++++ SOURCE DATA ++++

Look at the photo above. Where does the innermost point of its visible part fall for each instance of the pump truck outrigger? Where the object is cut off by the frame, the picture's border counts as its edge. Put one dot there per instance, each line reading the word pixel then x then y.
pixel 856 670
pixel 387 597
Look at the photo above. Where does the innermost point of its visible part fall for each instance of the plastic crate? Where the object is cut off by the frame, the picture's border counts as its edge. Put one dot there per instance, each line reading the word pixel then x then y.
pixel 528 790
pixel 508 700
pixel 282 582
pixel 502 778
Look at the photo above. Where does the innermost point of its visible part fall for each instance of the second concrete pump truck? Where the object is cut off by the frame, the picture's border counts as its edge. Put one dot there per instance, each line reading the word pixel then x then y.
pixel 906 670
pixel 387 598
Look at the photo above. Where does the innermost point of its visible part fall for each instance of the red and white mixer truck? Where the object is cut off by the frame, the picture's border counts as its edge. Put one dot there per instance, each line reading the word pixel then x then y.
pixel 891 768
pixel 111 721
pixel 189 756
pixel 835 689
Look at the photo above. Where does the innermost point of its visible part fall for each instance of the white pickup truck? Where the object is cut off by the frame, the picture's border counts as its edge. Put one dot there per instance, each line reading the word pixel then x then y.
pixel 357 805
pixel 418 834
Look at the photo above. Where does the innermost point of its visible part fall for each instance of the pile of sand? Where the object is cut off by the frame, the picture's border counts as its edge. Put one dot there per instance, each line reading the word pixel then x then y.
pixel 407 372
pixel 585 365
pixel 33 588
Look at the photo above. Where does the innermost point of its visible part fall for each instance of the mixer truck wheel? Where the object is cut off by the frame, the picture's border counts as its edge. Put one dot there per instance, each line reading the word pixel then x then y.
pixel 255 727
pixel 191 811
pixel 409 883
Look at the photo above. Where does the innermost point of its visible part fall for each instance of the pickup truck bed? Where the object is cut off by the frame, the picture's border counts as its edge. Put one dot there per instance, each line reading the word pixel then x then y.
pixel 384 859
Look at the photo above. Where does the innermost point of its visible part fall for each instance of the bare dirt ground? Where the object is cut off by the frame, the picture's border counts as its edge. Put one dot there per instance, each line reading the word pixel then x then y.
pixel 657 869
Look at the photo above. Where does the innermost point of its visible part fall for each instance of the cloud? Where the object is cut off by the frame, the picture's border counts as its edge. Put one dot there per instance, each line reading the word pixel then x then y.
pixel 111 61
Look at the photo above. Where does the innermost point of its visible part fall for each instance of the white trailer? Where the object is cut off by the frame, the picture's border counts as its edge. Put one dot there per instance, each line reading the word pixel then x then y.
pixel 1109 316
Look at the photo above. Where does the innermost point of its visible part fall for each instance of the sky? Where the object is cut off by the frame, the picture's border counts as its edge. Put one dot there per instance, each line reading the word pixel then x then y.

++++

EXERCISE OBJECTIVE: Whatever appears in the listing above, write it down again exactly.

SOLUTION TO THIS EXERCISE:
Look at the photo above. Where does the innermost point of its visible part fall for each instance of the pump truck outrigger? Where the object is cut off by the frame, the picture's border counts as its edge. Put one dot there per instance, each line reading the word pixel then x then y.
pixel 856 670
pixel 387 597
Look at the photo above. Where does the innermost point of its visible part fall for each instance of the plastic crate? Where the object is cut off by the frame, the picture's border counts as its edge. Put one dot there per instance, each line reading the word pixel then x then y.
pixel 528 790
pixel 508 700
pixel 282 582
pixel 502 778
Look at the photo above. Where does the innermost point of its visible part fall for each instance of the second concrete pump truck? Where the object is cut off by the frame, the picture's border counts as its edge. Put one dot there per instance, each line reading the word pixel then x then y.
pixel 906 670
pixel 387 598
Look at the photo above. Where does the innermost point of its visible part fall for each instance of the red and white mixer truck? Where the object is cut off by the frame, the picture's border counts as its edge. Put one dot there per instance, each line reading the word pixel then x then y.
pixel 891 768
pixel 111 721
pixel 189 756
pixel 835 689
Look at the photo above. Where does the innermost point of its visible part fall for each instance of the white pickup truck? Where the object is cut off by the frame, the picture's border counts as its edge. Put one dot there per instance, each line reading the word pixel then x then y.
pixel 357 805
pixel 418 834
Look at the photo above. Where does the innermost point of its visible part fall for each instance of the pile of sand? Where the object is cut off by the frame, the picture's border counts as its edge. Put one dot there per instance, each line reading the word pixel then x then y.
pixel 407 372
pixel 585 365
pixel 33 588
Look at the photo above. Where does the innermost point of its visible part fall for each instance of the mixer truck wheel? Where the object is cut off by the frame, the picture's border counts as its edge. Put one dot there per instance, each line reading the word pixel then x then y.
pixel 255 727
pixel 191 811
pixel 409 883
Look at the photo above. Where does the innermost point of its visible part fall for each instance of the pickup truck bed? Where the object is cut off by the frame, the picture's border counts as its edge. Put one dot there per instance, each line reading the word pixel then x then y.
pixel 384 859
Look at the photo above. Where does the innermost point of its visible part fall for each instance of the bare dirt ground? Where the object is cut off by the frame, the picture's border counts as its edge. Put one dot there per instance, each line reading the word pixel then x then y.
pixel 657 869
Look at the photo above. Where does the innermost point of its visible part fall for each instance of the cloud? Where the object is cut off by the frame, the picture's border counts as its edge. Put one dot there per instance, each line reading the word pixel then x then y.
pixel 111 61
Look at the photo above. Where does the innermost point of its visible part fall for each instance of the white trailer? Where the object is cut off by the frame, the picture's border counts as its edge. Put one dot there per instance, each line reading the word pixel then x then y.
pixel 1109 316
Look at the photo above. Where does the innermost point of its visible part fall for each instance of the sky? Where the object is cut off by the frame, the picture's border counts as its edge. Put one dot there per instance, each line reading the word pixel then x then y.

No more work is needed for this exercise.